Text shown:
::::
JoAnn Bowman and James Pitkin may think I was just there to feel better about my cracker heritage (said heritage being predominantly about Daniel Barnhart and his family being driven out of Germany 300 years ago for worshipping God in the wrong way), but their ignorance and bigoted views won't deny the authentic nature of what I shared with Barack Obama that night.

Because of my work as a local campaign organizer, I was able to attend an earlier small gathering of supporters who had donated $500. As a result, I got to hear and see Obama in a more intimate setting. And when I got to ask the final question — about my son in National Guard and could he assure me this war would end and my son not have to fight — he looked me in the eye for most of four or five minutes as he answered my question. I've been looked in the eye by car salesmen and others whose gaze is intended only to get something from me. Instead it was Barack Obama who gave something to me: his assurance that he was listening and that it mattered to him that a parent was asking his help for his child. Before he left the room to address the rally, he reached across the people between us to shake my hand, to speak my name and, again looking me in the eye, to tell me he'd be remembering my son.
::::
Work to complete:
[1] According to the passage, how much had the supporters at the earlier small gathering donated?
[2] Reproduce the part of the passage between "JoAnn Bowman and" and "Obama that night.", inclusive.
The material that comes next plays no part in the work on the passage.

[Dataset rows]
::::
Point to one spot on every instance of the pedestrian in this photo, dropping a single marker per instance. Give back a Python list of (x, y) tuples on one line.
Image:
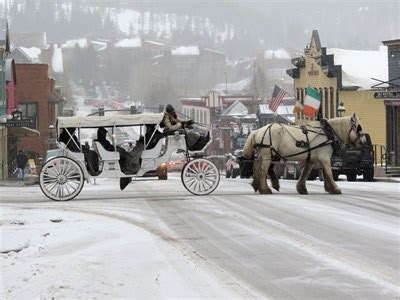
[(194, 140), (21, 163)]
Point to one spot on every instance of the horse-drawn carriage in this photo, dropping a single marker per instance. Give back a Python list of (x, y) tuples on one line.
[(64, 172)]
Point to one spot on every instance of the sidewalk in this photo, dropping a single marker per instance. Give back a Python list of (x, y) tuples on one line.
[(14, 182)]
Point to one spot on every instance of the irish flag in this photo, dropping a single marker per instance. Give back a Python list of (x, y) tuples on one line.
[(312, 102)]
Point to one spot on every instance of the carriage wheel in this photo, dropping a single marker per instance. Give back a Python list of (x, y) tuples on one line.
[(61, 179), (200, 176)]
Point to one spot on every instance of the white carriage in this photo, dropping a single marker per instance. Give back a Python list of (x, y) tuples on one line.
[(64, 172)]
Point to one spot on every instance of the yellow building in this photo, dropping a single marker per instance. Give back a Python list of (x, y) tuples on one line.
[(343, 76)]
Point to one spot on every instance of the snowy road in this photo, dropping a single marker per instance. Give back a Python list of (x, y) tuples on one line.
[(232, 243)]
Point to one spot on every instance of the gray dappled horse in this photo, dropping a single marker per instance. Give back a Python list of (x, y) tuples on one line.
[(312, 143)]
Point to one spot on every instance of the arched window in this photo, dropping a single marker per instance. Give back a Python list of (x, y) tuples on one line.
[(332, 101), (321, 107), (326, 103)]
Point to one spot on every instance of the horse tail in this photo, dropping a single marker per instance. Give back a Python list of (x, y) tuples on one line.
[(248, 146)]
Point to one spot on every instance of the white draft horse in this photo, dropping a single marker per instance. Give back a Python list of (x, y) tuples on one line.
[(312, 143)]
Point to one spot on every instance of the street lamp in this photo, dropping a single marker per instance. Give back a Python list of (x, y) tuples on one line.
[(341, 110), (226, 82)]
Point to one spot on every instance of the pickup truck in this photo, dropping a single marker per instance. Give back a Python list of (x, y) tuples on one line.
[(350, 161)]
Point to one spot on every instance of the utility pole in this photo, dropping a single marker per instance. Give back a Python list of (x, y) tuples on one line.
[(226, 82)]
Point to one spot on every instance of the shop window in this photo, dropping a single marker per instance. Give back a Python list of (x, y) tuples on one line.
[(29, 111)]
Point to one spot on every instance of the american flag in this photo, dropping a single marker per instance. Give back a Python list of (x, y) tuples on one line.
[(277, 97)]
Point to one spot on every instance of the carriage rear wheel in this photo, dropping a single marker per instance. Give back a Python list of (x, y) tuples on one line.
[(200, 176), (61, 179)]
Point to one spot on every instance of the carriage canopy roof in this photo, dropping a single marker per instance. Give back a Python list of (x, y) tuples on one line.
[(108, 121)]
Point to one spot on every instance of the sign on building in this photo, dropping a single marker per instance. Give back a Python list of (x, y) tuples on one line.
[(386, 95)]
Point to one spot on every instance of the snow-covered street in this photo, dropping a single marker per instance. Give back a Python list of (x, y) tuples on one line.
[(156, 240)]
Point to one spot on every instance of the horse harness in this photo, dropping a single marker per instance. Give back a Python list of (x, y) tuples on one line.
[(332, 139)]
::::
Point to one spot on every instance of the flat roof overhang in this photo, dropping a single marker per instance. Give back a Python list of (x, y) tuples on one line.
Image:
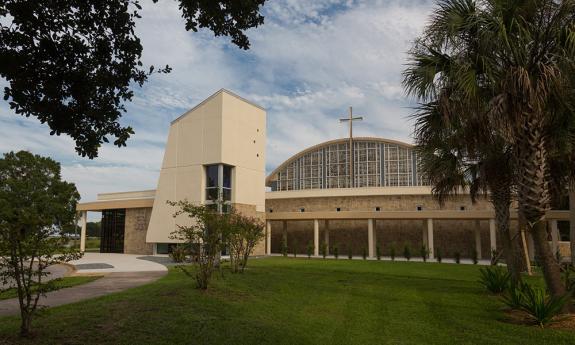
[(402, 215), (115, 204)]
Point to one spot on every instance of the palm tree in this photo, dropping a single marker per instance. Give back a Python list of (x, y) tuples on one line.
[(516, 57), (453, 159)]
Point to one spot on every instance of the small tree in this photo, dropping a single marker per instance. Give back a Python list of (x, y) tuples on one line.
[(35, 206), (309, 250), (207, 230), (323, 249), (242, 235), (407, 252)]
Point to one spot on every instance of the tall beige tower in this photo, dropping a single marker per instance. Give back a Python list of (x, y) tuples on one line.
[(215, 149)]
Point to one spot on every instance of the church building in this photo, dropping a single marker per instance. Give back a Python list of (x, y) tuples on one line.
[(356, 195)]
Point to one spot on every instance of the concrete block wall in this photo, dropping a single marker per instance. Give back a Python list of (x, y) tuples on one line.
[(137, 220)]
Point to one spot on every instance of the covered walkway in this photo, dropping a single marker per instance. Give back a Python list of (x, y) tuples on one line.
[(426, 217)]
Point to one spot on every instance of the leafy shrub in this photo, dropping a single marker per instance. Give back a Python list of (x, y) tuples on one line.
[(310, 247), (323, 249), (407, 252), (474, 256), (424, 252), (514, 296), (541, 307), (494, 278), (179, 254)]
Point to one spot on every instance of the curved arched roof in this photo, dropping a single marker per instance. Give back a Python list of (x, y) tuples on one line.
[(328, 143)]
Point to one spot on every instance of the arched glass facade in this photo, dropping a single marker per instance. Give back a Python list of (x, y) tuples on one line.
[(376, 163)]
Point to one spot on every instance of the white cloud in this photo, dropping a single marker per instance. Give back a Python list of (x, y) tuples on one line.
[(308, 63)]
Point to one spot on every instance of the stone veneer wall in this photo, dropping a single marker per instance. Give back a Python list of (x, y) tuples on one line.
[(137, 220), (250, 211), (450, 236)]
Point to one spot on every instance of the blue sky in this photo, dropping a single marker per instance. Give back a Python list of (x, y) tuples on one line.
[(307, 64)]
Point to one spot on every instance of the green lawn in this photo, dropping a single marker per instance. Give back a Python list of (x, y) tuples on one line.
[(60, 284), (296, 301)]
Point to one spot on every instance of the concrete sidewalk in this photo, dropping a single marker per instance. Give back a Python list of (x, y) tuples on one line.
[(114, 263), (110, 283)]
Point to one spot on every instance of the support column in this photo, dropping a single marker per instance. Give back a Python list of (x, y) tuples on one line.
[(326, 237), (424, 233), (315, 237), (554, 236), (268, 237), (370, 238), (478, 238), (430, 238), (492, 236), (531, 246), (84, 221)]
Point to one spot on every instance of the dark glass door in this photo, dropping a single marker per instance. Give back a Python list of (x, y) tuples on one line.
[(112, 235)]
::::
The solutions:
[1] $500

[2]
JoAnn Bowman and James Pitkin may think I was just there to feel better about my cracker heritage (said heritage being predominantly about Daniel Barnhart and his family being driven out of Germany 300 years ago for worshipping God in the wrong way), but their ignorance and bigoted views won't deny the authentic nature of what I shared with Barack Obama that night.